Dataset content
[BEGIN]

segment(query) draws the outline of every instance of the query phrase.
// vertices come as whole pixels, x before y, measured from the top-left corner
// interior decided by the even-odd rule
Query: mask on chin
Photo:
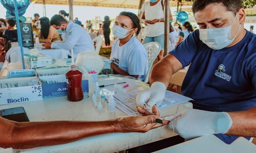
[[[237,34],[234,37],[232,38],[231,27],[237,14],[237,13],[234,19],[230,26],[219,28],[199,29],[200,40],[209,47],[215,50],[221,49],[229,45],[234,41],[241,28],[241,24],[240,24]]]
[[[63,27],[62,26],[60,26],[60,30],[61,31],[65,31],[65,28]]]

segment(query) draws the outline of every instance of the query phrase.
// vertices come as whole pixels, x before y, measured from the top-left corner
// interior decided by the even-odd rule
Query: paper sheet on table
[[[109,78],[107,79],[106,79],[105,78],[103,79],[99,78],[98,80],[99,86],[108,85],[110,84],[117,84],[121,82],[123,82],[123,80],[122,79],[115,78]]]
[[[114,97],[116,107],[128,115],[138,114],[136,101],[137,93],[131,92],[115,94]],[[193,99],[189,97],[166,90],[163,103],[158,108],[179,104],[191,100]]]

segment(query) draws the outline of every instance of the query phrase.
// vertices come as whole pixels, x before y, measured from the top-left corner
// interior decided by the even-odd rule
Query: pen
[[[116,83],[116,84],[113,84],[106,85],[101,85],[101,86],[99,86],[99,87],[100,87],[100,88],[102,88],[102,87],[105,87],[105,86],[108,86],[114,85],[115,85],[115,84],[125,84],[125,83],[126,83],[126,82],[120,82],[120,83]]]

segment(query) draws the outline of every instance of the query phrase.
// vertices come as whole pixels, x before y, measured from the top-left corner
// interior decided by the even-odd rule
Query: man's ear
[[[240,9],[238,11],[238,16],[239,17],[239,22],[241,24],[243,24],[245,22],[245,10],[244,9]]]
[[[138,31],[138,28],[134,28],[133,30],[134,31],[134,33],[137,34],[137,32]]]

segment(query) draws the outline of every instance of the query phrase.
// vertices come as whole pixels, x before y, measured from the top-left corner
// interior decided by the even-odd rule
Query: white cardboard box
[[[37,56],[24,54],[24,59],[25,64],[31,68],[45,67],[52,63],[51,57],[42,54]]]
[[[36,80],[39,85],[28,85],[30,80]],[[0,89],[0,105],[28,102],[42,99],[42,87],[37,77],[11,78],[0,80],[1,85],[17,82],[28,86]]]

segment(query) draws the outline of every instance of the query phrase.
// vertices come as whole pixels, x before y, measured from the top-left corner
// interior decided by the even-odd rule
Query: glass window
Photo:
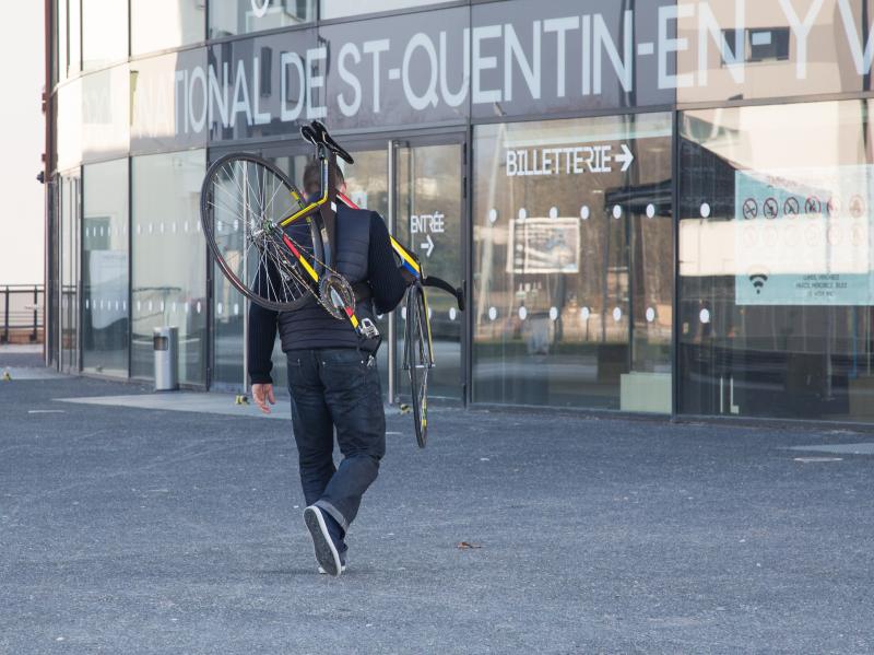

[END]

Copy word for word the lines running from the start through the line that contains "[[[63,27],[62,26],[60,26],[60,30],[61,31],[65,31],[65,28]]]", both included. Leave the pictures out.

segment(query) draws the outline of every instance of the query phrase.
// vertices come as whole pixels, x before y, measured from the top-left corner
// interior decided by the even-odd rule
Query: mask on chin
Photo:
[[[237,34],[234,37],[232,38],[231,27],[237,14],[237,13],[234,19],[230,26],[219,28],[199,29],[200,40],[209,47],[215,50],[221,49],[229,45],[234,41],[241,28],[241,24],[240,24]]]
[[[63,27],[62,26],[60,26],[60,30],[61,31],[65,31],[65,28]]]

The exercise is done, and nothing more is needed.